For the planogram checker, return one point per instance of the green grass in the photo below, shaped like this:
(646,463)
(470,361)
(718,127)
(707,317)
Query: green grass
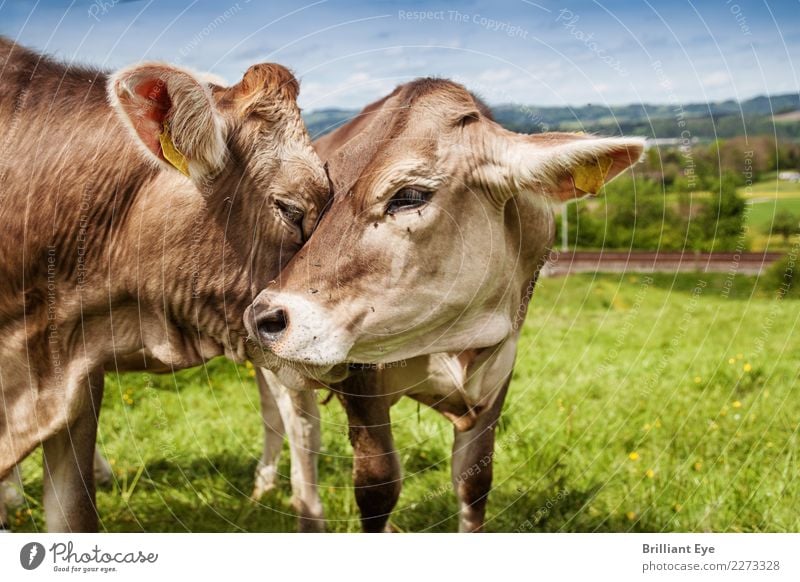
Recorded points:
(624,415)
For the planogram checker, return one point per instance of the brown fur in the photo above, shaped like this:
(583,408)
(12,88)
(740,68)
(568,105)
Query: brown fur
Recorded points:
(109,255)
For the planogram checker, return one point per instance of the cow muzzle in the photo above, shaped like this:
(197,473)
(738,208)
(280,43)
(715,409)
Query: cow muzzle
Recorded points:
(296,329)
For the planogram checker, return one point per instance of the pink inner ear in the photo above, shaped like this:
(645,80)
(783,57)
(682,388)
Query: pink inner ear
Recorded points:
(154,108)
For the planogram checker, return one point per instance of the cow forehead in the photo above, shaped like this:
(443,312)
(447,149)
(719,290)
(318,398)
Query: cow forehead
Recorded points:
(407,144)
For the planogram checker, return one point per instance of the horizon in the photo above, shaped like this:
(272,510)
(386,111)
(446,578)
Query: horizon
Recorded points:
(348,53)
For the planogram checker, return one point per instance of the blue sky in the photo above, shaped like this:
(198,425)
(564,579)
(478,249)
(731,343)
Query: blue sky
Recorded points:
(348,53)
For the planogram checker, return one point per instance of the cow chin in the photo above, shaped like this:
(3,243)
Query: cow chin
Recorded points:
(294,374)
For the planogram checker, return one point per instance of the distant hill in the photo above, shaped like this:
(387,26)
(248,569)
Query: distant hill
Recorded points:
(704,121)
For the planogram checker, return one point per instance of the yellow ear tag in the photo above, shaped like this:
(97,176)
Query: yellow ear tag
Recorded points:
(171,153)
(591,177)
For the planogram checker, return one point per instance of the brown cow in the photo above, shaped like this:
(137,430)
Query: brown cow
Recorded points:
(114,257)
(440,223)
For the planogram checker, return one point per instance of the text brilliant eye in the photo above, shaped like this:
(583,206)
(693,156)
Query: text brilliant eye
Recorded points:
(406,199)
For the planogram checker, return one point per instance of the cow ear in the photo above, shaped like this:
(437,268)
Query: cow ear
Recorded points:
(172,114)
(567,166)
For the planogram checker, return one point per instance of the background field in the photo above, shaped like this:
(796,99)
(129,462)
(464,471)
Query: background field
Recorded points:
(637,405)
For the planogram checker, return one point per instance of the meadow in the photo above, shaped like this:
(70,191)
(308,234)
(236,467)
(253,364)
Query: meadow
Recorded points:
(639,403)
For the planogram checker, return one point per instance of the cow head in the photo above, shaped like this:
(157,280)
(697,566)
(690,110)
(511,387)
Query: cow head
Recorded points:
(439,222)
(245,147)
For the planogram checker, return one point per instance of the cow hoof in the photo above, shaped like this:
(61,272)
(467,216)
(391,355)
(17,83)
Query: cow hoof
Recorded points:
(11,495)
(266,481)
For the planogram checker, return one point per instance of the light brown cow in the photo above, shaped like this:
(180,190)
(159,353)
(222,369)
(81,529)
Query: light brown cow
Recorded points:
(440,223)
(115,259)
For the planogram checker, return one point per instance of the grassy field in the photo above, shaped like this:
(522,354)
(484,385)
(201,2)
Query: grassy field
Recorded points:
(638,404)
(767,198)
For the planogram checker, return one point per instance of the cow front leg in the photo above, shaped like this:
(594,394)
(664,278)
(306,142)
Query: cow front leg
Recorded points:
(69,490)
(10,496)
(267,468)
(472,466)
(376,467)
(300,415)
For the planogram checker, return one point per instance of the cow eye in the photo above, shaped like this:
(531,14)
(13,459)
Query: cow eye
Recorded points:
(406,199)
(291,213)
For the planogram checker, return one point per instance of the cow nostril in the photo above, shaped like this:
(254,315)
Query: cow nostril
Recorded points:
(272,324)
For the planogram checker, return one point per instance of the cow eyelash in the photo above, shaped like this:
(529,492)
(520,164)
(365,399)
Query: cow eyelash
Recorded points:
(291,213)
(407,199)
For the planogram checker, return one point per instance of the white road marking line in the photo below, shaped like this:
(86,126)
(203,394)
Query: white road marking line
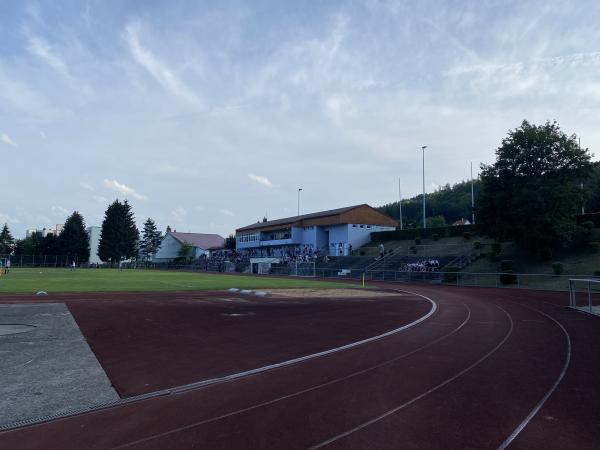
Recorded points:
(295,394)
(537,407)
(418,397)
(224,379)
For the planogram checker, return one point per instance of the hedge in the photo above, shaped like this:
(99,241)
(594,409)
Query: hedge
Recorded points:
(412,233)
(590,217)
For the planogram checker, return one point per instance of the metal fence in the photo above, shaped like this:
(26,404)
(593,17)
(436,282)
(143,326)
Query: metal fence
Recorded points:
(500,280)
(584,294)
(40,260)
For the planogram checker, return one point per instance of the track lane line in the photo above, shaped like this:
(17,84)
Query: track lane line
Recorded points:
(543,400)
(298,393)
(422,395)
(219,380)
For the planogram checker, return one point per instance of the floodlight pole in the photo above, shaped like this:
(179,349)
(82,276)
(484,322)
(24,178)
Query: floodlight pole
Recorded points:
(424,223)
(472,197)
(400,201)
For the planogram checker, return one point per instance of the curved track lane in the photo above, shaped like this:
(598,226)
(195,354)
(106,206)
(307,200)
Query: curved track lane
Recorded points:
(490,368)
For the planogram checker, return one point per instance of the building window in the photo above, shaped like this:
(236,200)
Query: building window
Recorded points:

- _Work task_
What's needed is an exact copy of every entry, minus the pictures.

- _Expected answer_
For the planogram checker, return one point per instance of the green grass in the photo below, shaped like this:
(646,463)
(470,361)
(718,127)
(707,317)
Query: green grass
Recorded points:
(624,415)
For the planogram checker, return one point per instance of the brown fur in the photo above, shaped like this:
(583,408)
(12,88)
(740,68)
(568,105)
Query: brown fur
Recorded points:
(109,255)
For the planogram checker, return one point per instance of the cow muzzle in the photo above, shaped like this:
(197,473)
(738,208)
(280,43)
(715,409)
Query: cow muzzle
Recorded points:
(296,329)
For the planogram checker, return one point per instance of the pink inner ear in the photo above, shaped like this:
(645,80)
(783,57)
(682,388)
Query: pink inner ear
Recorded points:
(154,108)
For the planogram checker, return one point per instance of the cow forehead in the photo above, shaped like this:
(443,312)
(447,149)
(719,290)
(318,398)
Query: cow forehead
Recorded points:
(407,144)
For the planogram checker, return one point per instance of the horizon in the photo above, shaped like this:
(272,510)
(386,111)
(446,578)
Query: horizon
Recorded points:
(348,53)
For the planogram checker, return one point per instance of the blue sky in the photo above, shaped like this:
(198,425)
(564,579)
(478,249)
(731,343)
Query: blue sky
Recorded points:
(348,53)
For the planogram checker, return one point per instance of the cow chin in the photo above, shaped like this:
(3,243)
Query: cow chin
Recorded points:
(294,374)
For the planogram checker, return one point per instance of the distant hill in the photo above, shaped like this:
(387,26)
(248,569)
Query: distant hill
Recorded points:
(704,121)
For the planogram checker, return one point per instance of the yellow ear tag in the photo above, shaped like this:
(97,176)
Query: yellow ear tag
Recorded points:
(171,153)
(591,177)
For the planogram checker, return one point per instance of the brown cow in the photo above, shaped like this:
(137,430)
Query: brown cow
Recorded points:
(114,257)
(440,223)
For the planogram checker, return one point per instance of the text brilliant eye in the photo above, shaped like this:
(583,206)
(693,156)
Query: text brilliant eye
Recorded points:
(406,199)
For the planogram checker, return one point per instance of the cow ear in the photo above, shaped like this:
(437,268)
Query: cow ear
Recorded points:
(172,114)
(567,166)
For the planogram checker, return one point per instance of the background field in the photo above, shaped like this:
(796,99)
(129,462)
(464,471)
Query: background field
Recorded points:
(637,405)
For the planogram checker, return one point per instance of the meadow in the photo above, shaped like this:
(70,191)
(308,234)
(236,467)
(253,364)
Query: meadow
Recorded points:
(639,403)
For the planogram checker, return one point per instance of the cow head in the photo above, shaped like this:
(157,280)
(697,566)
(690,110)
(511,387)
Query: cow head
Recorded points:
(439,222)
(245,147)
For the planogram checker, return one point per instance of the cow hoof in the photo above, shaped like this:
(61,272)
(467,216)
(391,355)
(17,83)
Query: cow hoof
Recorded points:
(11,495)
(266,481)
For the planogram checker, return one point per instance of the light brown cow in the photo above, shaped like this:
(180,190)
(159,353)
(222,369)
(81,529)
Query: light brown cow
Recorded points:
(440,223)
(115,259)
For the planogram checker, return one point per instance of the grassy field in the photo above, shaped like this:
(522,354)
(484,385)
(201,2)
Query: grassy field
Recorded points:
(638,404)
(767,198)
For the planogram checker, return one point per instance of the cow front leg in the photo above, shaped like this:
(594,394)
(664,278)
(306,142)
Query: cow front leg
Recorded points:
(69,490)
(10,496)
(267,468)
(472,466)
(376,467)
(300,415)
For the planogram checker, return one point per instance of the cow eye in the photo above, shaped like this:
(531,14)
(13,459)
Query: cow eye
Recorded points:
(406,199)
(291,213)
For the planogram checker, return one point per instance of the cow nostril in the photo above, shaped like this:
(254,315)
Query: cow nostril
Recorded points:
(272,324)
For the planogram checker, return one point per instance of the cow eyelash in the photo above, shaped like this:
(529,492)
(520,164)
(365,399)
Query: cow eyelash
Recorded points:
(291,213)
(407,199)
For the planogram checker, return one point per instance of the white road marking line in the photo below, shaped like this:
(86,126)
(203,394)
Query: white road marking line
Recorded points:
(295,394)
(537,407)
(418,397)
(224,379)
For the planogram checker, return one point per instance of the hedge in the photo above, shaped like this:
(99,241)
(594,409)
Query: hedge
Recorded points:
(412,233)
(590,217)
For the planogram checker, return one point per instance of the metal fence in the photo above, shaped like this:
(26,404)
(593,17)
(436,282)
(143,326)
Query: metal fence
Recorded points:
(500,280)
(584,294)
(40,260)
For the planogram checker, return one point per instance of the track lane line in the photo above, shaped like this:
(17,84)
Query: track lane line
Recorded points:
(543,400)
(298,393)
(422,395)
(219,380)
For the planogram checker, return one point per instance of the floodlight pole in the photo above, shaped like this:
(179,349)
(82,276)
(484,322)
(24,178)
Query: floodlight pole
Recorded points:
(424,223)
(472,197)
(400,201)
For the planogram checker, return one point per instance of the curved track lane in the photo above, shaped like this:
(598,226)
(195,354)
(106,206)
(307,200)
Query: curved track lane
Recorded points:
(490,368)
For the planogram checker, return one point per instance of the building window in the photo above, shaped like this:
(236,200)
Query: building window
Recorded points:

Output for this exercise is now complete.